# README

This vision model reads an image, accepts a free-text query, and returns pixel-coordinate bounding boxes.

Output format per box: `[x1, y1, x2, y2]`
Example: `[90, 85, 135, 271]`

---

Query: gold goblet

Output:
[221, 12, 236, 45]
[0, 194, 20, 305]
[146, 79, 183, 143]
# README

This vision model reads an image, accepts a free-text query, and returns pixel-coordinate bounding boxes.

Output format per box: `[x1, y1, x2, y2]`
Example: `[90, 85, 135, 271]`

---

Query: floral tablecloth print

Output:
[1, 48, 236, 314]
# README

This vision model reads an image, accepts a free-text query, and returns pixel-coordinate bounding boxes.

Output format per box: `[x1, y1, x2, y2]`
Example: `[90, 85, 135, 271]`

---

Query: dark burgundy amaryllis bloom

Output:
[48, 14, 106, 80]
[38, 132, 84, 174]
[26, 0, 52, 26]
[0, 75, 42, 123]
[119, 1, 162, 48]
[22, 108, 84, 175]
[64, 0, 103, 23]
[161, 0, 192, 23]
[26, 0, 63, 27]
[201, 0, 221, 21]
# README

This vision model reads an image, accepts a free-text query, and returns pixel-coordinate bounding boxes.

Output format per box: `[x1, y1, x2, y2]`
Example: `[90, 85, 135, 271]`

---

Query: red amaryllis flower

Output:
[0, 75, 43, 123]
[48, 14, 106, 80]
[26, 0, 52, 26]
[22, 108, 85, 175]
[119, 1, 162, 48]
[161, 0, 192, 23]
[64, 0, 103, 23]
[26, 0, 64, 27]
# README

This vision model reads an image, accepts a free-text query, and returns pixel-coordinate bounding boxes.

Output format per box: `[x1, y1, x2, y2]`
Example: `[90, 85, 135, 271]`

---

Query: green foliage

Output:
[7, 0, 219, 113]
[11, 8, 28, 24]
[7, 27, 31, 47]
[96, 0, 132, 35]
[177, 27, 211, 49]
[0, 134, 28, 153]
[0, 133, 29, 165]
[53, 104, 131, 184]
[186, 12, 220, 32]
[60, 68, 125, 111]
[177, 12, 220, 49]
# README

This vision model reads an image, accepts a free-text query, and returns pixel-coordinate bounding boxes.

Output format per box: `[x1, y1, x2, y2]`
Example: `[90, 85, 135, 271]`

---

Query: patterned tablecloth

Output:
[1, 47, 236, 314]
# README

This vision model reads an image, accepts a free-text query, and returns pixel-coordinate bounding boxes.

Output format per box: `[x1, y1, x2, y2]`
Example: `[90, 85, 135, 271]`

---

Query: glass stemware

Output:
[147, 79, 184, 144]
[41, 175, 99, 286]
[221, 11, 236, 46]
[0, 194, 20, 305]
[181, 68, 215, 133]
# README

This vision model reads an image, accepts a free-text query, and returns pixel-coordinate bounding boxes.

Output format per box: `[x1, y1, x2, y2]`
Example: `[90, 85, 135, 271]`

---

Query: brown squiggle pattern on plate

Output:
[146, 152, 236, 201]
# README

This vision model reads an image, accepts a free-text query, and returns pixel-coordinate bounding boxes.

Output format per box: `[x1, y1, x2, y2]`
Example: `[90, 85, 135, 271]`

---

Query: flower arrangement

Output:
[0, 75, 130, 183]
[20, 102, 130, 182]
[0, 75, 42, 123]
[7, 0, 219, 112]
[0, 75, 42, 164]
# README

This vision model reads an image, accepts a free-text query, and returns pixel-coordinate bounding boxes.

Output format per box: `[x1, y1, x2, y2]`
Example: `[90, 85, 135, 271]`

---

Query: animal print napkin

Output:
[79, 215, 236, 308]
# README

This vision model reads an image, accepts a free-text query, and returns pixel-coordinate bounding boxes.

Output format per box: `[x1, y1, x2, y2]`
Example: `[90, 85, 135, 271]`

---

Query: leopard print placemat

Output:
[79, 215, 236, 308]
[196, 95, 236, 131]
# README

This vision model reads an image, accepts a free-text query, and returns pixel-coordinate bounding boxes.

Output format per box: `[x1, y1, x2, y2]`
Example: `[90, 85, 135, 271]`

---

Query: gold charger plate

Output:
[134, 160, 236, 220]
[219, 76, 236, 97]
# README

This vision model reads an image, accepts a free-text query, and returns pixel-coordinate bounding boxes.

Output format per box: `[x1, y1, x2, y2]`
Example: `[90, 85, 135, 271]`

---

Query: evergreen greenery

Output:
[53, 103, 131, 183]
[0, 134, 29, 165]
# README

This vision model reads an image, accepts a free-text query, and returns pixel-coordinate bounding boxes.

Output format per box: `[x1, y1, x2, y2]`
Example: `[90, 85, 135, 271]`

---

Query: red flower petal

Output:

Task directions: Go through the entries above and copy each line holding the string "print".

The answer:
Query: floral tablecloth print
Query: animal print napkin
Query: leopard print placemat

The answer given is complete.